Work task:
Revise the rows below by changing every instance of "rough mask" to "coarse mask", keeping all other text identical.

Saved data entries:
====

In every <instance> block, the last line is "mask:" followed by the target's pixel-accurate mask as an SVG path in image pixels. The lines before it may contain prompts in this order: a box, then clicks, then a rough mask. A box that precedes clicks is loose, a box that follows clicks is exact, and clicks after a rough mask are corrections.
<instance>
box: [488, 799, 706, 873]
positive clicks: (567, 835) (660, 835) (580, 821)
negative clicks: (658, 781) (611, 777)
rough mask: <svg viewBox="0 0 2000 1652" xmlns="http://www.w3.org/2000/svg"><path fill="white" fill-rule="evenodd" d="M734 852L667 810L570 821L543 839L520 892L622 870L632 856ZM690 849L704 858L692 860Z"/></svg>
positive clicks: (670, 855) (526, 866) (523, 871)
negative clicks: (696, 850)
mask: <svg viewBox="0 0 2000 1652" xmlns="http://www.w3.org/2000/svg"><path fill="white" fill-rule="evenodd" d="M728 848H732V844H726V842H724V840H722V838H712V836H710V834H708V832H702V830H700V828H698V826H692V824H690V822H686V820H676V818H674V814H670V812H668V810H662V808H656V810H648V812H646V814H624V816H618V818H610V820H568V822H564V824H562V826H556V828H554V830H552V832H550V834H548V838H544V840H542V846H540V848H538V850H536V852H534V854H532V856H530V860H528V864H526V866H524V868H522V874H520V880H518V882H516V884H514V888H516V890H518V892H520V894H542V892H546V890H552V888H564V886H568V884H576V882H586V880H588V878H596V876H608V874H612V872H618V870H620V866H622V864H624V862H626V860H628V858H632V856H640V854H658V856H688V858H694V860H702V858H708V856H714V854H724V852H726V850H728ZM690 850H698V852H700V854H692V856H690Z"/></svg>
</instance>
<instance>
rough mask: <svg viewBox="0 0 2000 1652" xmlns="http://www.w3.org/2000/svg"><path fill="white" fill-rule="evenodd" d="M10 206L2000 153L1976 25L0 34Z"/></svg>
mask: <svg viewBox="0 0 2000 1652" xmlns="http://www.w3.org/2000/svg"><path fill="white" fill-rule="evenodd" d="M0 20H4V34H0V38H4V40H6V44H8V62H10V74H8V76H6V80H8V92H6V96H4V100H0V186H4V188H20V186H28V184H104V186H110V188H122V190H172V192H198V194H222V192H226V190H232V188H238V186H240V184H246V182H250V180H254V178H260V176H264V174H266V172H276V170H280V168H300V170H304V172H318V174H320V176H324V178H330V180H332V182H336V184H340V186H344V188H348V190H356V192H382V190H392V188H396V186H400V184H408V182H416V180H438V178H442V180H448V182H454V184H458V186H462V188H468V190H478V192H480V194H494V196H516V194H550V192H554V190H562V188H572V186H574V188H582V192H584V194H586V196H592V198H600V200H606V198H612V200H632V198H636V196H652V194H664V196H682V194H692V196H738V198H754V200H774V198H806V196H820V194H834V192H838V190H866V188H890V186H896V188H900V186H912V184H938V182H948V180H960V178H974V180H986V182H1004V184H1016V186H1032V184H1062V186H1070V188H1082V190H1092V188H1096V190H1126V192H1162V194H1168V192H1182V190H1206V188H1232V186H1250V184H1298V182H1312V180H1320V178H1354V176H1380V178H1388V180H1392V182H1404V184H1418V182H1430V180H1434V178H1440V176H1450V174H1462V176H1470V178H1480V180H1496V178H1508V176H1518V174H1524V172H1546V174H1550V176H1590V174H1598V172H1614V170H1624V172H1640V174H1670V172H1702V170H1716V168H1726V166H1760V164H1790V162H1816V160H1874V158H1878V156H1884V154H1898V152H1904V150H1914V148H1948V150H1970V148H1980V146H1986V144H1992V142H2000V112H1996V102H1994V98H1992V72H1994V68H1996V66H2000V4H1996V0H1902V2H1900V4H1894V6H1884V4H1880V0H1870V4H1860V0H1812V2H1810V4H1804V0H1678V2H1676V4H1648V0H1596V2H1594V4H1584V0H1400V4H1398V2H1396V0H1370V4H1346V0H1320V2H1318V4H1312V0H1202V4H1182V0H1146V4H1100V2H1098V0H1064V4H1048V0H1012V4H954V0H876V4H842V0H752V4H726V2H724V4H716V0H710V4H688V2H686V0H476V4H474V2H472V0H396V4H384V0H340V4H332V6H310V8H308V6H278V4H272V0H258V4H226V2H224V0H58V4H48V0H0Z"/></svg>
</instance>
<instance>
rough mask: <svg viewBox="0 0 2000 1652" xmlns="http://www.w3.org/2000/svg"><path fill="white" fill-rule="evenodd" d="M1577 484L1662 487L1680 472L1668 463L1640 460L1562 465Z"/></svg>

====

Solution to this problem:
In every <instance> block, the last line is "mask:" followed by the target's pixel-accurate mask as an SVG path in image pixels. The lines before it may contain prompts in this order: a box, then clicks, then a coarse mask. A box that precedes clicks is loose, a box that follows clicks is exact, and clicks after a coarse mask are corrections.
<instance>
box: [488, 799, 706, 873]
positive clicks: (567, 835) (660, 835) (580, 821)
negative clicks: (658, 781) (611, 777)
coarse mask: <svg viewBox="0 0 2000 1652" xmlns="http://www.w3.org/2000/svg"><path fill="white" fill-rule="evenodd" d="M734 852L667 810L570 821L543 839L520 892L622 870L632 856ZM690 849L704 858L692 860Z"/></svg>
positive clicks: (670, 855) (526, 866) (523, 871)
negative clicks: (696, 850)
mask: <svg viewBox="0 0 2000 1652" xmlns="http://www.w3.org/2000/svg"><path fill="white" fill-rule="evenodd" d="M728 848H732V844H726V842H724V840H722V838H712V836H710V834H708V832H702V830H700V828H698V826H692V824H690V822H686V820H676V818H674V814H670V812H668V810H662V808H656V810H648V812H646V814H624V816H618V818H610V820H568V822H564V824H562V826H556V828H554V830H552V832H550V834H548V838H544V840H542V846H540V848H538V850H536V852H534V854H532V856H530V860H528V864H526V866H524V868H522V874H520V880H518V882H516V884H514V888H516V890H518V892H520V894H542V892H546V890H552V888H564V886H568V884H576V882H586V880H588V878H596V876H608V874H612V872H618V870H620V866H622V864H624V862H626V860H628V858H632V856H640V854H658V856H688V858H694V860H702V858H708V856H714V854H724V852H726V850H728ZM690 850H698V852H700V854H692V856H690Z"/></svg>
</instance>
<instance>
coarse mask: <svg viewBox="0 0 2000 1652" xmlns="http://www.w3.org/2000/svg"><path fill="white" fill-rule="evenodd" d="M10 206L2000 153L1976 25L0 34Z"/></svg>
mask: <svg viewBox="0 0 2000 1652" xmlns="http://www.w3.org/2000/svg"><path fill="white" fill-rule="evenodd" d="M0 20H4V34H0V38H4V40H6V44H8V62H10V74H8V76H6V80H8V92H6V96H4V100H0V186H4V188H20V186H28V184H104V186H110V188H122V190H172V192H198V194H222V192H226V190H232V188H238V186H240V184H246V182H250V180H254V178H260V176H264V174H266V172H276V170H280V168H300V170H304V172H318V174H320V176H324V178H330V180H332V182H336V184H340V186H344V188H348V190H356V192H382V190H392V188H396V186H400V184H408V182H416V180H438V178H442V180H448V182H454V184H458V186H462V188H468V190H478V192H480V194H494V196H516V194H550V192H554V190H562V188H572V186H574V188H582V192H584V194H586V196H592V198H600V200H606V198H612V200H632V198H636V196H652V194H664V196H682V194H692V196H738V198H754V200H774V198H806V196H820V194H834V192H838V190H866V188H890V186H896V188H900V186H912V184H938V182H948V180H960V178H974V180H986V182H1004V184H1016V186H1032V184H1062V186H1070V188H1082V190H1092V188H1096V190H1126V192H1162V194H1168V192H1182V190H1206V188H1232V186H1250V184H1298V182H1312V180H1320V178H1354V176H1380V178H1388V180H1392V182H1404V184H1418V182H1430V180H1434V178H1440V176H1450V174H1462V176H1470V178H1480V180H1496V178H1508V176H1518V174H1524V172H1546V174H1550V176H1590V174H1598V172H1614V170H1624V172H1640V174H1670V172H1702V170H1716V168H1726V166H1760V164H1790V162H1816V160H1874V158H1878V156H1884V154H1898V152H1904V150H1914V148H1948V150H1970V148H1980V146H1986V144H1992V142H2000V112H1996V102H1994V98H1992V72H1994V68H1996V66H2000V4H1996V0H1902V2H1900V4H1894V6H1884V4H1880V0H1870V4H1860V0H1812V2H1810V4H1804V0H1678V2H1676V4H1648V0H1596V2H1594V4H1584V0H1400V4H1398V2H1396V0H1370V4H1346V0H1320V2H1318V4H1312V0H1202V4H1182V0H1146V4H1100V2H1098V0H1064V4H1048V0H1012V4H954V0H876V4H842V0H752V4H726V2H724V4H716V0H710V4H688V2H686V0H476V4H474V2H472V0H396V4H384V0H340V4H332V6H310V8H308V6H278V4H272V0H258V4H226V2H224V0H58V4H48V0H0Z"/></svg>
</instance>
<instance>
coarse mask: <svg viewBox="0 0 2000 1652" xmlns="http://www.w3.org/2000/svg"><path fill="white" fill-rule="evenodd" d="M1577 484L1662 487L1680 472L1668 463L1640 460L1562 465Z"/></svg>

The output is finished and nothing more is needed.